* [Page text]
● ● ● ●

It takes time for water to soak into the soil, especially dry soil. Water that runs off over the surface of the soil is a waste of water, time, and energy. Use soaker hoses or drip systems to slowly apply water over a large area for maximum efficiency (bonus: you won’t have to stand around holding the hose).

Mistake #6: Watering Only The Stem

It’s easy to forget how far roots extend out and down from the stem or trunk—in general roots tend to reach as wide as the branches do… Water the whole area under a plant or tree, plus a little bit more (to grow into).

Mistake #7: Watering The Leaves

As I frequently tell the kids at the elementary school garden I help with: “Leaves don’t drink, roots do; so put the water where the roots are.” Wet leaves also make happy homes for many plant diseases. Don’t be a leaf waterer; direct water on and into the soil as much as possible.

● ● ● ●

* [Dataset section]
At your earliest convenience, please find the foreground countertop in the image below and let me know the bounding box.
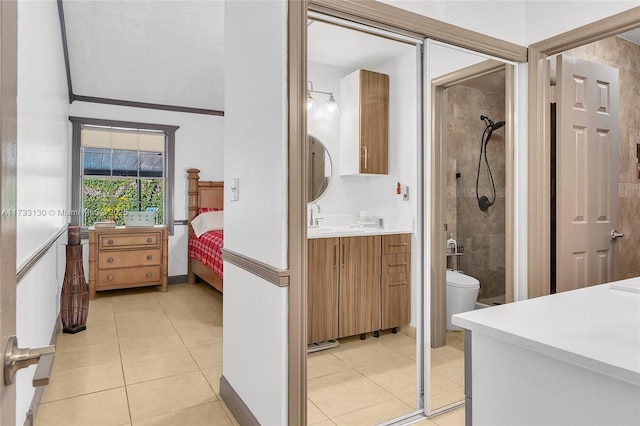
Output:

● ● ● ●

* [Assignment]
In the gardening text, substitute "ground" for "soil" throughout everything from "It takes time" down to "much as possible.". Work from the gardening text alone, not from the material.

* [Result of the task]
It takes time for water to soak into the ground, especially dry ground. Water that runs off over the surface of the ground is a waste of water, time, and energy. Use soaker hoses or drip systems to slowly apply water over a large area for maximum efficiency (bonus: you won’t have to stand around holding the hose).

Mistake #6: Watering Only The Stem

It’s easy to forget how far roots extend out and down from the stem or trunk—in general roots tend to reach as wide as the branches do… Water the whole area under a plant or tree, plus a little bit more (to grow into).

Mistake #7: Watering The Leaves

As I frequently tell the kids at the elementary school garden I help with: “Leaves don’t drink, roots do; so put the water where the roots are.” Wet leaves also make happy homes for many plant diseases. Don’t be a leaf waterer; direct water on and into the ground as much as possible.